> **Aim**:
Copy the entire listing below verbatim, line for line.

Items listed in a dataset
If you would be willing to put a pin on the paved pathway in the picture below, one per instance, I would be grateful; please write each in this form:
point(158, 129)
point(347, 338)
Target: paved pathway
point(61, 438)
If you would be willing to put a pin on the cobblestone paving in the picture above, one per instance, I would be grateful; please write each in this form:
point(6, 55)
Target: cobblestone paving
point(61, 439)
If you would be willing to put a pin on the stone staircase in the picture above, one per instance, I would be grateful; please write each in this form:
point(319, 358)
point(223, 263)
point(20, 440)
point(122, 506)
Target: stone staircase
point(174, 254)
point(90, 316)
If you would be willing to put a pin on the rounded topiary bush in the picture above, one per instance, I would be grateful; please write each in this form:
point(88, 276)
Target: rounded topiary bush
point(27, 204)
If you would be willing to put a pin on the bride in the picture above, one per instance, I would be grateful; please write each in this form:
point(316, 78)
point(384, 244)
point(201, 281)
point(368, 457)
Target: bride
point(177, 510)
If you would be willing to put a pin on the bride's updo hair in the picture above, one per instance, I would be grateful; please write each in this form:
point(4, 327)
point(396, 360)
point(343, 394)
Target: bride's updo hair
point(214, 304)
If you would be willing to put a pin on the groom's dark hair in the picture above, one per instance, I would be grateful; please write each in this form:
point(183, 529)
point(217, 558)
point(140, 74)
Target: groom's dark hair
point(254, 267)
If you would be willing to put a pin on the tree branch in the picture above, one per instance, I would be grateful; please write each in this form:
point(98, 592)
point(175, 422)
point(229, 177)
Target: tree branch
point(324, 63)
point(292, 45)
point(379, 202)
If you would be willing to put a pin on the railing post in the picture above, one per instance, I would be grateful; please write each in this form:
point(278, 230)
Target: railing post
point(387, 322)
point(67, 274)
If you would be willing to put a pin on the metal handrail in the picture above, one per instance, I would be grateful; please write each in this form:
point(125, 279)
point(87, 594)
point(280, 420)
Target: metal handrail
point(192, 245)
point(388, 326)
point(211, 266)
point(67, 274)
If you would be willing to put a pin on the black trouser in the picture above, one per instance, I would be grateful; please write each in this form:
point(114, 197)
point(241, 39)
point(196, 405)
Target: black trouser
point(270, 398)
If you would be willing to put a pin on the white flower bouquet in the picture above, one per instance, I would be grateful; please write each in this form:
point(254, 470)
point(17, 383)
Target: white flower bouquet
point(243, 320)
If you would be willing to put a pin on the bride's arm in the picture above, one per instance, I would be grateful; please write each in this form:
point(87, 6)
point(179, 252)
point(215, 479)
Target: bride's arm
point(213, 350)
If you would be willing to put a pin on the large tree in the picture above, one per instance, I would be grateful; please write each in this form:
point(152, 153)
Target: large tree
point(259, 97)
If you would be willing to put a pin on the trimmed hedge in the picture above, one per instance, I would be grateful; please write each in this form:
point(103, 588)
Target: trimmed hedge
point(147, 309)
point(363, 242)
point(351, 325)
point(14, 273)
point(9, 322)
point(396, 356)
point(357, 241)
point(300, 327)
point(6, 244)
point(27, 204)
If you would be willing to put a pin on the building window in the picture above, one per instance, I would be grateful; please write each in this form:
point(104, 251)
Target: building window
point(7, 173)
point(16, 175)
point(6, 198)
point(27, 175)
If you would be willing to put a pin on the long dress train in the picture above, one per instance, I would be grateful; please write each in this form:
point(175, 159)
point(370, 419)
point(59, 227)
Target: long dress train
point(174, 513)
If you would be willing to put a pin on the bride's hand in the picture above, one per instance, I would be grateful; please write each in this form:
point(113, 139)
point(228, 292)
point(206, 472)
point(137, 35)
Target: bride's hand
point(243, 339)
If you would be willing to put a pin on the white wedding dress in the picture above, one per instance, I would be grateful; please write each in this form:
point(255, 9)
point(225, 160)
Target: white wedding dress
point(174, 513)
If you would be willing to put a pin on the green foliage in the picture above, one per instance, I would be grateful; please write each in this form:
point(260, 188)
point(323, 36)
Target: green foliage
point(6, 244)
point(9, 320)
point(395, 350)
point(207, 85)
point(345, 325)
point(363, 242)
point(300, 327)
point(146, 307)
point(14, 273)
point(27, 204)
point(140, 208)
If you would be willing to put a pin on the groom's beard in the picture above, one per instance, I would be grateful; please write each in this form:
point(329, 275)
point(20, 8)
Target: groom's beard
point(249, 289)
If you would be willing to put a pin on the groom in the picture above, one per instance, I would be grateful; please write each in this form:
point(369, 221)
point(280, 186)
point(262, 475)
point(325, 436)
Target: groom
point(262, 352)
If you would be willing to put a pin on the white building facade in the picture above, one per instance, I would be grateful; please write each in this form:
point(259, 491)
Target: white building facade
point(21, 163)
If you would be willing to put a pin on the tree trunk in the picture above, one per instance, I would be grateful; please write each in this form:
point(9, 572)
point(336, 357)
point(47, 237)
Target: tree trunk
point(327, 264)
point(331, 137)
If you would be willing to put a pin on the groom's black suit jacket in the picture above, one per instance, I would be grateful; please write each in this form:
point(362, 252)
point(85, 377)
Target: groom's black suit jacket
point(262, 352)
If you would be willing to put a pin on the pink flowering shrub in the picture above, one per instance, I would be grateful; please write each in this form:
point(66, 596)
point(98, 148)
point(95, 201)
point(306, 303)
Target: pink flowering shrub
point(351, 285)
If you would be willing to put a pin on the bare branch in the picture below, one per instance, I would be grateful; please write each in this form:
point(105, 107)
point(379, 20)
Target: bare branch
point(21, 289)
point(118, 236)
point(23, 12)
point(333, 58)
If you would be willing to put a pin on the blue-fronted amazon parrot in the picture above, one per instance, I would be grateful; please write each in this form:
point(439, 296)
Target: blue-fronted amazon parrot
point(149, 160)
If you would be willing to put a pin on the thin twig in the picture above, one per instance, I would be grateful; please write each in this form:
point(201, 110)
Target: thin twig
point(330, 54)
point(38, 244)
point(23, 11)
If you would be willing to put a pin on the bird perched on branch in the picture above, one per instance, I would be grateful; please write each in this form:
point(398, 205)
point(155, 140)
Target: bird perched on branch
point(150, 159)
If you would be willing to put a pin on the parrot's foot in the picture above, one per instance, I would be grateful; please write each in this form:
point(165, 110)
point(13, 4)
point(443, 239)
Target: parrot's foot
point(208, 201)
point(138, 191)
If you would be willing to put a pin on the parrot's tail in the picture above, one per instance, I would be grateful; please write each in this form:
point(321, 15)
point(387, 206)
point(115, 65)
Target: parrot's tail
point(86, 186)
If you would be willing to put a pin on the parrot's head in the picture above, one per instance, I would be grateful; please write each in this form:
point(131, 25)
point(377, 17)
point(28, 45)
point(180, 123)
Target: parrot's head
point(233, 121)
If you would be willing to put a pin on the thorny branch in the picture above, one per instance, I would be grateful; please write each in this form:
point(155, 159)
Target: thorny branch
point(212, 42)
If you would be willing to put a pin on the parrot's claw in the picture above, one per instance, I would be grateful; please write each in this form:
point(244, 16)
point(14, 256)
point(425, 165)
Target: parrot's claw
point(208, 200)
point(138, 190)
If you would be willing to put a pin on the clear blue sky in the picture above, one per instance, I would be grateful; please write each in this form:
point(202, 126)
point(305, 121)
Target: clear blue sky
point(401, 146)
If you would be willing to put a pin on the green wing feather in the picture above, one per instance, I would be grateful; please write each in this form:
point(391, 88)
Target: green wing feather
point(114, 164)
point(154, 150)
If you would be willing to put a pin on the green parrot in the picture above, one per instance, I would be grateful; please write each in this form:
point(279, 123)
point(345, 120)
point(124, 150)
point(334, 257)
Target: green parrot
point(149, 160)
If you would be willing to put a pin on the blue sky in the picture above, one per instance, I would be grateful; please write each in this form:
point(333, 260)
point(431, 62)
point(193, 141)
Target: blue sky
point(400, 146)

> **Final result**:
If you would be willing to put a pin on the paved pathway in the picture below, one per instance, I would be grateful; please write each in this form:
point(158, 129)
point(347, 338)
Target: paved pathway
point(61, 438)
If you would be willing to put a pin on the cobblestone paving in the picture above, one per instance, I would be grateful; please write each in this form:
point(6, 55)
Target: cobblestone paving
point(61, 439)
If you would be willing to put a pin on the stone staircase in the picture above, one per instance, I would be grateful; please write each in this form:
point(319, 358)
point(223, 263)
point(20, 440)
point(122, 506)
Target: stone staircase
point(174, 254)
point(90, 316)
If you would be willing to put a pin on the rounded topiary bush in the picture above, one per instance, I would be grateful; please write each in this form:
point(88, 276)
Target: rounded topiary bush
point(27, 204)
If you would be willing to put a pin on the bride in the picture above, one per instance, I would be grateful; please write each in this form:
point(316, 78)
point(384, 244)
point(201, 281)
point(368, 457)
Target: bride
point(177, 510)
If you would be willing to put a pin on the bride's updo hair in the picture above, one per instance, I would be grateful; please write each in this form:
point(4, 327)
point(396, 360)
point(343, 394)
Target: bride's updo hair
point(214, 304)
If you would be willing to put a pin on the groom's dark hair in the picture above, one per instance, I would be grateful; please write each in this form:
point(183, 529)
point(217, 558)
point(140, 74)
Target: groom's dark hair
point(254, 267)
If you would be willing to put a pin on the tree branch in the picture above, one per instance, I would be grateful; please write each in this form:
point(98, 592)
point(175, 422)
point(229, 177)
Target: tree branch
point(324, 63)
point(292, 45)
point(379, 202)
If you would be willing to put a pin on the railing post in the picture above, one per instance, I would be grateful; please write each in this form:
point(278, 230)
Target: railing post
point(387, 322)
point(67, 274)
If you would be willing to put a pin on the metal handrail in the picture above, one per instance, I would be grateful; please write each in this form:
point(125, 279)
point(87, 594)
point(280, 420)
Target: metal handrail
point(192, 245)
point(388, 326)
point(211, 266)
point(67, 274)
If you would be willing to put a pin on the black trouser in the picture above, one per instance, I would be grateful; please write each in this form:
point(114, 197)
point(241, 39)
point(196, 405)
Target: black trouser
point(270, 398)
If you would be willing to put a pin on the white flower bouquet in the picture above, one per instance, I would be grateful; please write each in this form:
point(254, 470)
point(17, 383)
Target: white flower bouquet
point(243, 320)
If you would be willing to put a pin on the bride's arm in the picture above, one per instance, I would be grateful; please write each in this form:
point(87, 6)
point(179, 252)
point(215, 479)
Target: bride's arm
point(213, 350)
If you would be willing to put a pin on the large tree in the picture above, one per instance, I would be grateful; please write each in this form:
point(152, 153)
Target: large tree
point(259, 97)
If you would be willing to put a pin on the trimmed hedge in the picture above, one per instance, I would be grateful; please write each in this form:
point(103, 588)
Target: trimmed hedge
point(147, 309)
point(363, 242)
point(351, 325)
point(14, 273)
point(9, 322)
point(396, 356)
point(357, 241)
point(300, 327)
point(6, 244)
point(27, 204)
If you would be willing to put a pin on the building window in the picture above, one per instance, I would be grateful; please write each in this form:
point(104, 251)
Target: building window
point(7, 173)
point(16, 175)
point(6, 198)
point(27, 175)
If you would be willing to put a pin on the long dress train in the picture above, one per instance, I would be grateful; please write each in this form:
point(175, 159)
point(370, 419)
point(59, 227)
Target: long dress train
point(174, 513)
If you would be willing to put a pin on the bride's hand in the picture above, one per instance, I would be grateful; please write each in this form:
point(113, 139)
point(228, 292)
point(206, 472)
point(137, 35)
Target: bride's hand
point(243, 339)
If you would be willing to put a pin on the white wedding dress in the picture above, one per instance, I would be grateful; please write each in this form:
point(255, 9)
point(225, 160)
Target: white wedding dress
point(174, 513)
If you would be willing to put a pin on the green foliage in the picture above, one per instance, I would be grateful; please write each in this form:
point(260, 188)
point(323, 36)
Target: green foliage
point(6, 244)
point(9, 320)
point(395, 350)
point(207, 85)
point(345, 325)
point(363, 242)
point(300, 327)
point(146, 307)
point(14, 273)
point(27, 204)
point(140, 208)
If you would be willing to put a pin on the groom's beard in the picture above, one per instance, I would be grateful; please write each in this form:
point(329, 275)
point(20, 8)
Target: groom's beard
point(249, 289)
If you would be willing to put a pin on the groom in the picture above, one per instance, I would be grateful; please write each in this form:
point(369, 221)
point(280, 186)
point(262, 475)
point(325, 436)
Target: groom
point(262, 352)
If you would be willing to put a pin on the white building facade in the picture above, one per instance, I would be grateful; please write each in this form:
point(259, 491)
Target: white building facade
point(21, 163)
If you would be willing to put a pin on the tree trunk in the picture above, one per instance, I would be grateful; please write each in this form:
point(9, 572)
point(336, 357)
point(47, 237)
Target: tree trunk
point(327, 264)
point(331, 137)
If you would be willing to put a pin on the groom's black suit jacket in the picture above, one per instance, I would be grateful; please write each in this form:
point(362, 252)
point(85, 377)
Target: groom's black suit jacket
point(262, 352)
If you would be willing to put a pin on the pink flowering shrub in the picture above, one per instance, I would be grateful; please write each in this form:
point(66, 596)
point(98, 148)
point(95, 201)
point(306, 303)
Target: pink flowering shrub
point(351, 285)
If you would be willing to put a pin on the bare branch in the picture below, one per instance, I would be grateful; please write each in this form:
point(105, 107)
point(379, 20)
Target: bare branch
point(21, 289)
point(118, 236)
point(23, 12)
point(333, 58)
If you would be willing to put a pin on the blue-fronted amazon parrot in the picture above, one per instance, I would be grateful; please write each in this form:
point(439, 296)
Target: blue-fronted amazon parrot
point(149, 160)
If you would be willing to put a pin on the thin twig in the picture above, one per instance, I would be grateful; please write each in this form:
point(201, 110)
Target: thin twig
point(330, 54)
point(38, 244)
point(23, 11)
If you would be willing to put a pin on the bird perched on branch in the picture above, one per instance, I would be grateful; please write each in this form:
point(398, 205)
point(155, 140)
Target: bird perched on branch
point(150, 159)
If you would be willing to put a pin on the parrot's foot in the picture above, one per instance, I would be grateful; please write each in this form:
point(165, 110)
point(13, 4)
point(443, 239)
Target: parrot's foot
point(208, 201)
point(138, 191)
If you would be willing to put a pin on the parrot's tail in the picture above, one per instance, I would be grateful; please write each in this form:
point(321, 15)
point(387, 206)
point(115, 65)
Target: parrot's tail
point(86, 186)
If you would be willing to put a pin on the parrot's head in the picture above, one per instance, I would be grateful; please write each in this form:
point(131, 25)
point(377, 17)
point(28, 45)
point(180, 123)
Target: parrot's head
point(233, 121)
If you would be willing to put a pin on the thorny branch in the picture above, one per instance, I would be grateful; please write each in this form:
point(155, 159)
Target: thorny branch
point(212, 42)
If you would be willing to put a pin on the parrot's claw in the picture above, one per instance, I would be grateful; please write each in this form:
point(244, 16)
point(14, 256)
point(425, 165)
Target: parrot's claw
point(208, 200)
point(138, 190)
If you would be willing to put a pin on the clear blue sky in the picture above, one per instance, I would be grateful; please write each in this form:
point(202, 126)
point(305, 121)
Target: clear blue sky
point(401, 146)
If you would be willing to put a pin on the green wing feather in the picture above, one per instance, I would be grateful; please write each in this form:
point(391, 88)
Target: green wing feather
point(114, 164)
point(154, 150)
If you would be willing to put a pin on the green parrot in the picture above, one per instance, I would be grateful; please write each in this form:
point(279, 123)
point(345, 120)
point(124, 150)
point(334, 257)
Target: green parrot
point(149, 160)
If you would be willing to put a pin on the blue sky in the picture above, one per instance, I would be grateful; please write each in this form:
point(333, 260)
point(431, 62)
point(193, 141)
Target: blue sky
point(400, 146)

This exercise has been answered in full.